• [Work to be completed]: Pick out every line of the data below that contains the string "person" and copy those lines. Case counts.

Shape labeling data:
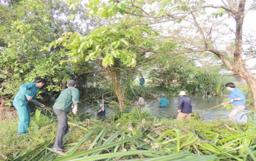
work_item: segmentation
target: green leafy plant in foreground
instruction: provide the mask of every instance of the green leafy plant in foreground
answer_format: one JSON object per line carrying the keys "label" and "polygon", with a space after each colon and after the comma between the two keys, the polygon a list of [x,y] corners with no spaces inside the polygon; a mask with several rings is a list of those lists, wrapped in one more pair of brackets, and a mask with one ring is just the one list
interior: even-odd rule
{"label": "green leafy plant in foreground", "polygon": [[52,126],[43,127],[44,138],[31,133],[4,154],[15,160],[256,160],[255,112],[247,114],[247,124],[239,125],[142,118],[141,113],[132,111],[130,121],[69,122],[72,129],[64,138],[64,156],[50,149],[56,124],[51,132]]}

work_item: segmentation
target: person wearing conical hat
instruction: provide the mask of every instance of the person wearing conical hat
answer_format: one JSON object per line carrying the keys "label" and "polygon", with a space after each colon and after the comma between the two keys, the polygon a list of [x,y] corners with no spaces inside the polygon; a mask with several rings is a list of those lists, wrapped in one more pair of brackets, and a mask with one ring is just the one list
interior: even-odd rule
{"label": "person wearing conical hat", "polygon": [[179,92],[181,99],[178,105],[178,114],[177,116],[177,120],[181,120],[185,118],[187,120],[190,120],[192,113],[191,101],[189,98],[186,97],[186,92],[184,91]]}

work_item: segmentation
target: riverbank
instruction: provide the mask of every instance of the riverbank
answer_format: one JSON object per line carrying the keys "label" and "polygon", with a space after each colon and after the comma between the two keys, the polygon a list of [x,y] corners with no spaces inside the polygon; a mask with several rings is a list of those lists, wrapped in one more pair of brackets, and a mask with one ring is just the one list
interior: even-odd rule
---
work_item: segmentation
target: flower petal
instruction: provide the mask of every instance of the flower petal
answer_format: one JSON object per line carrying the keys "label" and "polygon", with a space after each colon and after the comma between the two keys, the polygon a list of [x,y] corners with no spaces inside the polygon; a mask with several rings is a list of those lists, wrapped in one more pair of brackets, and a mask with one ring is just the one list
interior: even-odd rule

• [Written solution]:
target: person wearing conical hat
instruction: provide the mask of every instance of the person wearing conical hat
{"label": "person wearing conical hat", "polygon": [[179,92],[181,99],[178,105],[178,114],[177,116],[177,120],[181,120],[185,118],[187,120],[190,120],[192,113],[191,101],[189,98],[186,97],[186,92],[184,91]]}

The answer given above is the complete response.